Give back exactly the lines starting at the one with "Target: blurred forest background" and ending at the last line of the data below. Pictures are not part of the copy.

#### Records shown

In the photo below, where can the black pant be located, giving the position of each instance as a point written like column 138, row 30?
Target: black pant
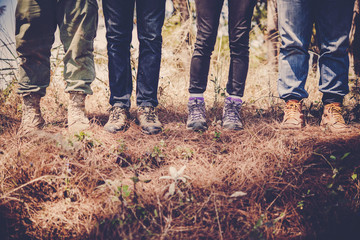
column 208, row 14
column 119, row 16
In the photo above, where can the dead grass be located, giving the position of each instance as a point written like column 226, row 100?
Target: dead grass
column 54, row 185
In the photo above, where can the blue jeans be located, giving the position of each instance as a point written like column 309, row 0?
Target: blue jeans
column 119, row 16
column 332, row 20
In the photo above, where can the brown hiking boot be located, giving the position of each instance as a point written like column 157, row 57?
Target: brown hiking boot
column 117, row 119
column 332, row 118
column 77, row 121
column 293, row 118
column 148, row 120
column 31, row 115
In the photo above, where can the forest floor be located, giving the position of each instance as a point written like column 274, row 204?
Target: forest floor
column 258, row 183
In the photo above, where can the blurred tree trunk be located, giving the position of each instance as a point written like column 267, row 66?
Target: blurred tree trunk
column 181, row 6
column 272, row 33
column 355, row 37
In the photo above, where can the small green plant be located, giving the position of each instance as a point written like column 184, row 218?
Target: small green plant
column 176, row 177
column 186, row 153
column 217, row 136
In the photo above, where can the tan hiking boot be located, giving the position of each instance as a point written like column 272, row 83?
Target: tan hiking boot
column 148, row 120
column 77, row 121
column 31, row 115
column 332, row 118
column 293, row 117
column 118, row 119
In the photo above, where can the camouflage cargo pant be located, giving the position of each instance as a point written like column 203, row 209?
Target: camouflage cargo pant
column 36, row 23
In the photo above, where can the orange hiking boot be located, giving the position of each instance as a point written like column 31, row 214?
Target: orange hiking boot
column 293, row 118
column 332, row 118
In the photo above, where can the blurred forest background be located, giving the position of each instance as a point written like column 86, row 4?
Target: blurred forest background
column 259, row 183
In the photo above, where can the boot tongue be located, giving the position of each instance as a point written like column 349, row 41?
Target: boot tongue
column 196, row 99
column 234, row 100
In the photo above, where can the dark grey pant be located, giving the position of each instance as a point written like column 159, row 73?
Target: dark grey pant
column 208, row 14
column 119, row 16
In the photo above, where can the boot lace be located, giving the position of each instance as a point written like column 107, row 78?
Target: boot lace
column 336, row 110
column 116, row 113
column 197, row 111
column 291, row 109
column 232, row 113
column 150, row 114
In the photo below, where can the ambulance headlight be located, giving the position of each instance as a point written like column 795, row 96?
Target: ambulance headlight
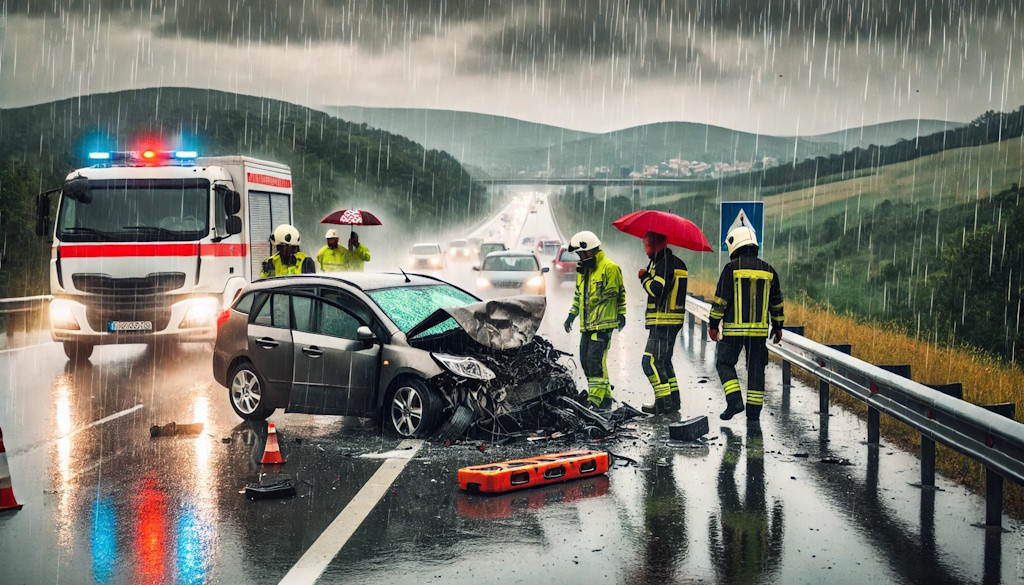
column 202, row 314
column 61, row 315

########

### Task solution
Target: blurred forest background
column 259, row 183
In the photo above, where can the boot tongue be located, giving the position of each instance as a point written like column 349, row 41?
Target: boot tongue
column 196, row 99
column 234, row 100
In the photo above, where can the dark grey pant be located, giving the position of each instance as a point written like column 159, row 73?
Target: dark grey pant
column 208, row 14
column 119, row 16
In the photo above, where can the boot lace be located, giving the position of each instance as a point written like column 107, row 78?
Target: boot lace
column 336, row 110
column 116, row 113
column 197, row 111
column 291, row 109
column 232, row 113
column 150, row 114
In the photo below, where can the ambulance headlight be located, giving the position of each instance as a point written like column 795, row 96?
Target: ambulance headlight
column 202, row 314
column 61, row 315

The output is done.